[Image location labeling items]
§ §

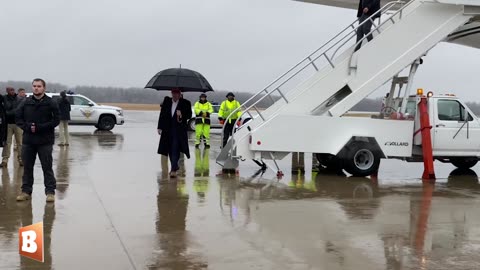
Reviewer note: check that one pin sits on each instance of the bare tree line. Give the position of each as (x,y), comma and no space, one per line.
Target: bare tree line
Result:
(138,95)
(131,95)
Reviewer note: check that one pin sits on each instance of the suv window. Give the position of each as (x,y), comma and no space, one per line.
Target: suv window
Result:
(451,110)
(80,101)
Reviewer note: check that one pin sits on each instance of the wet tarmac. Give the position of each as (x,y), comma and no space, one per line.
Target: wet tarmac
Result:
(117,209)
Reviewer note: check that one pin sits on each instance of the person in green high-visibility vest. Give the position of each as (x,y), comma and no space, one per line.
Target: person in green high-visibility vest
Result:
(202,109)
(226,108)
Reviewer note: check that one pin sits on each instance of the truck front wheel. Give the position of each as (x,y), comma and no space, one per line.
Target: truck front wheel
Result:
(463,163)
(330,163)
(106,122)
(361,159)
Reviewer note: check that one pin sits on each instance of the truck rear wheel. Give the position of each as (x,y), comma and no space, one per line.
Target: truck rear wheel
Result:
(361,159)
(463,163)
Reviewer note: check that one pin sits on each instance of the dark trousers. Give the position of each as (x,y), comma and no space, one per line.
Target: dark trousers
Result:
(174,148)
(227,132)
(364,30)
(29,155)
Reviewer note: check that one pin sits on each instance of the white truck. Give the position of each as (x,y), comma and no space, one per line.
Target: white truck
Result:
(88,113)
(454,129)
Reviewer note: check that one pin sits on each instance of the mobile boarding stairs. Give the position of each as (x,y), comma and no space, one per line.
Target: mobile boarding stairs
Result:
(310,98)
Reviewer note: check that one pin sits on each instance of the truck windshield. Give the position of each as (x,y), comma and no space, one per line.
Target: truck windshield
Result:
(451,110)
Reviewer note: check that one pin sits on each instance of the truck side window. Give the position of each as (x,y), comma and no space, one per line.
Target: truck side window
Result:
(451,110)
(80,101)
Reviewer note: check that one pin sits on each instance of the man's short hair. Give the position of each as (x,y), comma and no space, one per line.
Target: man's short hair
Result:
(40,80)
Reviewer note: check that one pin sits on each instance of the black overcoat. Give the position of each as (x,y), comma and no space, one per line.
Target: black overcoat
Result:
(165,124)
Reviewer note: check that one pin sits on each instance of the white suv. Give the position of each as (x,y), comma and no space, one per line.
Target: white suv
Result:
(86,112)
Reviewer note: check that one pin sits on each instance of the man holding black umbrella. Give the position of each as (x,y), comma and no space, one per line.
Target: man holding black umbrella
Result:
(172,127)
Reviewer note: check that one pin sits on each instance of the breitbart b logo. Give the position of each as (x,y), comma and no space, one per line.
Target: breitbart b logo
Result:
(31,241)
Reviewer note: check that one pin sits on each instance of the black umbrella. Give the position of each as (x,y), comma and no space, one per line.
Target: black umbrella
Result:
(185,79)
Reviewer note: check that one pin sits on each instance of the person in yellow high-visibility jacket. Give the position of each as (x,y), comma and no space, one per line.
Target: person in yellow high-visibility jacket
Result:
(226,108)
(202,109)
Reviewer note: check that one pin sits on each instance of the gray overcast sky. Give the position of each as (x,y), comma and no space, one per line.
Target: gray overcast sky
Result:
(238,45)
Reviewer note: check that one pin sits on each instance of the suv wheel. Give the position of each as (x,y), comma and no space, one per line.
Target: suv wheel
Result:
(106,122)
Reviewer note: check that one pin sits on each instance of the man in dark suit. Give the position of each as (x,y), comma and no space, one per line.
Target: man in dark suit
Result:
(173,128)
(366,8)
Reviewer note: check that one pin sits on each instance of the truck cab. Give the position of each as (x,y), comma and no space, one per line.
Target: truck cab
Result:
(455,129)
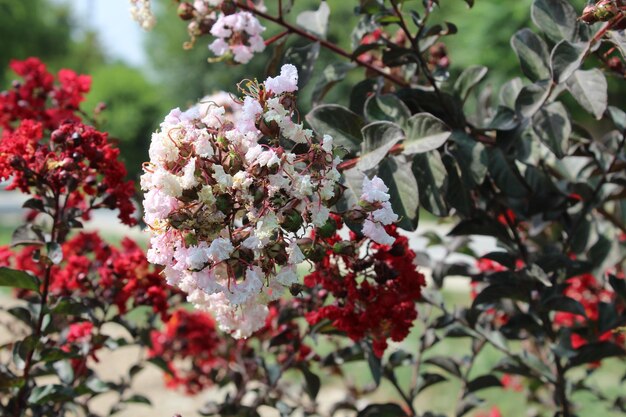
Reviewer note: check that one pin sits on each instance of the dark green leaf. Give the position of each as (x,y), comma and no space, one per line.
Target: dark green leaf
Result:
(509,92)
(331,75)
(563,303)
(315,22)
(446,363)
(386,107)
(468,79)
(589,88)
(532,97)
(532,53)
(619,118)
(396,172)
(424,132)
(378,139)
(557,18)
(594,352)
(340,123)
(18,279)
(504,119)
(428,379)
(482,382)
(431,176)
(304,58)
(553,127)
(382,410)
(312,382)
(51,393)
(138,399)
(566,58)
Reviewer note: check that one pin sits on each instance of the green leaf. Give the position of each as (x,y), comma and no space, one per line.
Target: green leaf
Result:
(566,58)
(594,352)
(589,88)
(446,363)
(386,107)
(619,118)
(566,304)
(505,174)
(483,382)
(312,382)
(382,410)
(378,139)
(468,79)
(340,123)
(556,18)
(138,399)
(315,22)
(504,119)
(331,75)
(424,133)
(304,58)
(18,279)
(431,176)
(396,172)
(51,393)
(532,53)
(428,379)
(553,127)
(509,92)
(531,98)
(471,156)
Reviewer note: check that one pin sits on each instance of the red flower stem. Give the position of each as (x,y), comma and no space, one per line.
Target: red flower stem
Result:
(28,362)
(328,45)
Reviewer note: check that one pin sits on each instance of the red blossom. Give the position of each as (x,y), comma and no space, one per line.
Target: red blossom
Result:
(374,296)
(37,97)
(188,344)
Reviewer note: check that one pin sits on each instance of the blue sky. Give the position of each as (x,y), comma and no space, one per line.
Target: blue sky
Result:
(121,36)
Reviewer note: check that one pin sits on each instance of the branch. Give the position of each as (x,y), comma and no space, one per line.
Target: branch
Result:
(328,45)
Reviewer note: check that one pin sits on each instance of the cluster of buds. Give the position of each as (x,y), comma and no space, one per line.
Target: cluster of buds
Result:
(438,57)
(237,33)
(604,11)
(230,200)
(141,12)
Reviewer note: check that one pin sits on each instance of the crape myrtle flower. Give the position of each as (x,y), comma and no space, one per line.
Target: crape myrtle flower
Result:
(230,197)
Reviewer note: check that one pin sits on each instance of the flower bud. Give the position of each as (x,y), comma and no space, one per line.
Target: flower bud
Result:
(206,25)
(328,229)
(278,252)
(293,221)
(343,248)
(185,11)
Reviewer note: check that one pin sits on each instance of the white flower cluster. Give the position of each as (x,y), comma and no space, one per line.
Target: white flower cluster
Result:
(227,199)
(375,196)
(141,12)
(239,34)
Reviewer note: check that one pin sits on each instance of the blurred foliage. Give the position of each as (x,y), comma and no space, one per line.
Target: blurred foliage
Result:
(133,110)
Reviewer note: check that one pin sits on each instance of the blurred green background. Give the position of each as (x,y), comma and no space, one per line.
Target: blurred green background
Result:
(138,97)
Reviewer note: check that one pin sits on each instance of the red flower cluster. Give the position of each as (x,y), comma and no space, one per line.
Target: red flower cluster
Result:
(375,295)
(38,98)
(76,165)
(590,293)
(188,344)
(48,152)
(122,277)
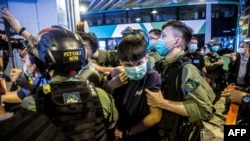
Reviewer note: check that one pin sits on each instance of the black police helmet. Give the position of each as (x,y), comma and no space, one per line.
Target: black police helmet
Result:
(61,50)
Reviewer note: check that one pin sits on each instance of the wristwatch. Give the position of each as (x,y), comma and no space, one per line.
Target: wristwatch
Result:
(246,99)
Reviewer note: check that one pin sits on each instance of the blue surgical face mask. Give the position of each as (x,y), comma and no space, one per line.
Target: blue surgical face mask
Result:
(214,48)
(25,71)
(150,45)
(193,47)
(161,47)
(136,73)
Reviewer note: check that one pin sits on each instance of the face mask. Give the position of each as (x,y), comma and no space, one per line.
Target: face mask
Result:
(161,47)
(25,71)
(202,52)
(241,50)
(215,48)
(150,45)
(136,73)
(193,47)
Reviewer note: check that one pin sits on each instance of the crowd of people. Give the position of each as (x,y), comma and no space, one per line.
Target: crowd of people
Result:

§ §

▸ **Problem to solve**
Reproduce every item above word for word, omitting the pictures from your answer.

▸ **Task output**
Reviewer note: check that one pin sits on each instance of the bare tree line. Give the position of each as (x,y), comma and no space, one per line.
Target: bare tree line
Result:
(138,95)
(131,95)
Reviewer note: check that one pin sits on each instance of the suv window. Give the position of each as (x,y), comma and no space, one per line.
Target: suv window
Result:
(451,110)
(80,101)
Reviewer note: check that one pin sits on each instance of the wet tarmac. Give the position of each as (x,y), comma and no space, one per line.
Target: wet tarmac
Result:
(117,209)
Reviewer note: check that one pin sits on each instance of the person in green high-visibility vest. Give the position of each as (x,y), comma and no space, one per line.
Target: person in green high-visibility vest
Result:
(202,109)
(226,108)
Reviewer note: check that one pin sits on each instance of the truck front wheel. Give the position of each as (x,y), comma and no space, one per line.
Target: truck front wheel
Result:
(463,163)
(330,163)
(106,122)
(361,159)
Reviewer note: check that one pin sits on each instance of the truck rear wheel. Give the position of each as (x,y), comma and no space, one per line.
Target: truck rear wheel
Result:
(361,159)
(463,163)
Reviewer note: check that one pin sits on each instance of the dark trousers. Give the position of each as (x,y), comma and no space, one per line.
Target: dark trousers
Result:
(174,148)
(227,132)
(364,30)
(29,155)
Reviewer note: check that one pin sits on each instance of the white truck. Give the position of each as (x,y), comma and no space, one per line.
Target: white truck
Result:
(88,113)
(454,129)
Reviewer note: check that one pin sits on each instance of the mobile boarding stairs. Give the position of each as (x,y), comma and no space, one per line.
Target: mobile boarding stairs
Result:
(310,98)
Reviewer note: check that one pin sits on each instance of the truck windshield. Give the position of each as (x,y), comma and no space, one per line.
Target: truck windshield
Result:
(451,110)
Reviewer note: check that one pin sits on each instance of the truck side window. Give the position of each as (x,y), comma and no space, one per line.
Target: truck side window
Result:
(451,110)
(80,101)
Reviewer note: check that one pin sits on each instance of the man's short hair. Give the position of each as (x,y), comma and no space, one per line.
Target: man's short hair
Result:
(40,80)
Reviewer note: check that one pin sits on each instance of the black overcoat. Give the position of each as (x,y), comma and no space, one per line.
Target: black overcoat
Result:
(165,124)
Reviewer note: check that one pin sits on each instance of the white suv. Give the position of each as (x,y), comma and no space, one per line.
Target: white suv
Result:
(86,112)
Reviewer note: check that one pin sits on each instance of the man holding black umbrella. Give the position of each as (x,y), comma and no space, one per line.
Target: man holding black umbrella
Result:
(172,127)
Reviewer note: check that one pin sits on each instance of the breitbart b logo. Give the position of each as (x,y), comma and no space, one per line.
Target: breitbart b logo
Result:
(31,241)
Reviewer note: check that one pin sits on each instance of the black umbrella. Give the position of each as (x,y), comma and no space, one per line.
Target: black umbrella
Result:
(185,79)
Reviewer note: check that one pin sits on each instance of the person in yellow high-visibility jacket. Give the position of each as (x,y), comma and no space, one per line.
Target: person in yellow high-visibility jacket
Result:
(226,108)
(202,109)
Reviewer note: check that one pin sits on each instance of the gray overcast sky. Give the position of each as (x,y), comma and no space, one per line.
Target: gray overcast sky
Result:
(238,45)
Reviewer note: check that one pin sits on each instance of the suv wheel. Give the position of each as (x,y), comma and no space, one per line.
Target: suv wheel
Result:
(106,122)
Reviewer note: check that one pin sits on each instance of the man in dark suit. Give the position of each as (x,y), comma and no space, one per line.
Target: man in dark suit
Result:
(173,128)
(366,8)
Reviewer note: check that one pin sits on each instance of the truck cab. Give the position of each as (x,y), comma and no space, one per line.
Target: truck cab
Result:
(455,129)
Reviewer note: check that one pin sits on each instance of the dark green leaf. Give the position of each as (x,y), comma and no space, one per line.
Target: dark green leaf
Result:
(509,92)
(331,75)
(563,303)
(315,22)
(446,363)
(386,107)
(468,79)
(589,88)
(532,97)
(532,53)
(619,118)
(396,172)
(424,132)
(378,139)
(557,18)
(594,352)
(340,123)
(18,279)
(504,119)
(428,379)
(482,382)
(431,176)
(304,58)
(553,127)
(382,410)
(312,382)
(51,393)
(138,399)
(566,58)
Reviewer note: check that one pin sits on each instance of the green leaf. Give the position of each as (x,y), comma and no space, one per line.
Target: green leaf
Result:
(566,58)
(594,352)
(589,88)
(446,363)
(386,107)
(619,118)
(566,304)
(505,174)
(483,382)
(312,382)
(382,410)
(378,139)
(468,79)
(340,123)
(556,18)
(138,399)
(315,22)
(504,119)
(331,75)
(424,133)
(304,58)
(18,279)
(431,176)
(396,172)
(51,393)
(532,53)
(428,379)
(553,127)
(509,92)
(531,98)
(471,156)
Reviewer note: check that one pin sits on each instance of the red flower stem. Give the position of each as (x,y), comma and no space, one per line.
Target: red flower stem
Result:
(28,362)
(328,45)
Reviewer note: check that one pin sits on each instance of the red blossom. Give the position of each as (x,y), comma and no space, one per line.
Target: red blossom
Result:
(374,296)
(37,97)
(188,344)
Reviewer note: check that one pin sits on each instance of the blue sky. Give the position of each as (x,y), comma and no space, one per line.
Target: blue sky
Result:
(121,36)
Reviewer note: check that one pin sits on each instance of the branch. Give the position of each as (x,y), comma and no space, one per line.
Target: branch
Result:
(328,45)
Reviewer note: check that one pin sits on each instance of the cluster of buds. Give the position of each as (x,y), comma and no space, one per line.
Target: cluster of buds
Result:
(438,57)
(237,33)
(604,11)
(230,200)
(141,12)
Reviewer note: check that one pin sits on each instance of the crape myrtle flower. Give the position of each as (x,y), comma and no space, one per line.
Target: crape myrtle flower
Result:
(230,197)
Reviewer note: check that one pin sits on each instance of the flower bud. Give the position of each as (x,y), comma and no space, one per line.
Target: flower bud
Result:
(206,25)
(328,229)
(278,252)
(293,221)
(343,248)
(185,11)
Reviewer note: check that one pin sits on each instance of the white flower cluster. Give the position of each as (x,y), comma and no space, one per line.
Target: white flower cluster
Result:
(227,199)
(375,196)
(141,12)
(239,34)
Reviewer note: check that one pin sits on each instance of the blurred foliage. Give the position of each as (x,y), comma and no space, one per line.
Target: blurred foliage
Result:
(133,110)
Reviewer note: check that one pin sits on each instance of the blurred green background. Give the position of each as (x,y), comma and no space, one per line.
Target: blurred green background
Result:
(138,97)
Reviewer note: check that one pin sits on each instance of the red flower cluster. Give the position of each as (x,y), comma and no space, one per line.
Target: red flower cluster
Result:
(375,295)
(38,98)
(76,165)
(590,293)
(188,344)
(48,152)
(122,277)
Reviewer note: check that one pin sits on each instance of the black police helmet. Give the position of each as (x,y), comma and no space, one per line.
Target: black police helmet
Result:
(61,50)
Reviewer note: check that one pin sits on each instance of the wristwatch. Give the position of each as (x,y), comma and no space, one per line.
Target: wristwatch
Result:
(246,99)
Reviewer note: check that one pin sits on each instance of the blue surgical face mask. Give the position of each as (x,y), comma and no space, one per line.
Target: blue surgical face mask
Result:
(214,48)
(25,71)
(150,45)
(193,47)
(161,47)
(136,73)
Reviewer note: check that one pin sits on each instance of the face mask. Give the position of each as (x,y), comma and no space, one per line.
Target: face mask
Result:
(161,47)
(25,71)
(202,52)
(241,50)
(215,48)
(150,45)
(136,73)
(193,47)
Reviewer note: check that one pin sits on each instance of the crowd of people. Give the position of each as (x,y), comma and no space, one per line.
Target: crowd of people
Result:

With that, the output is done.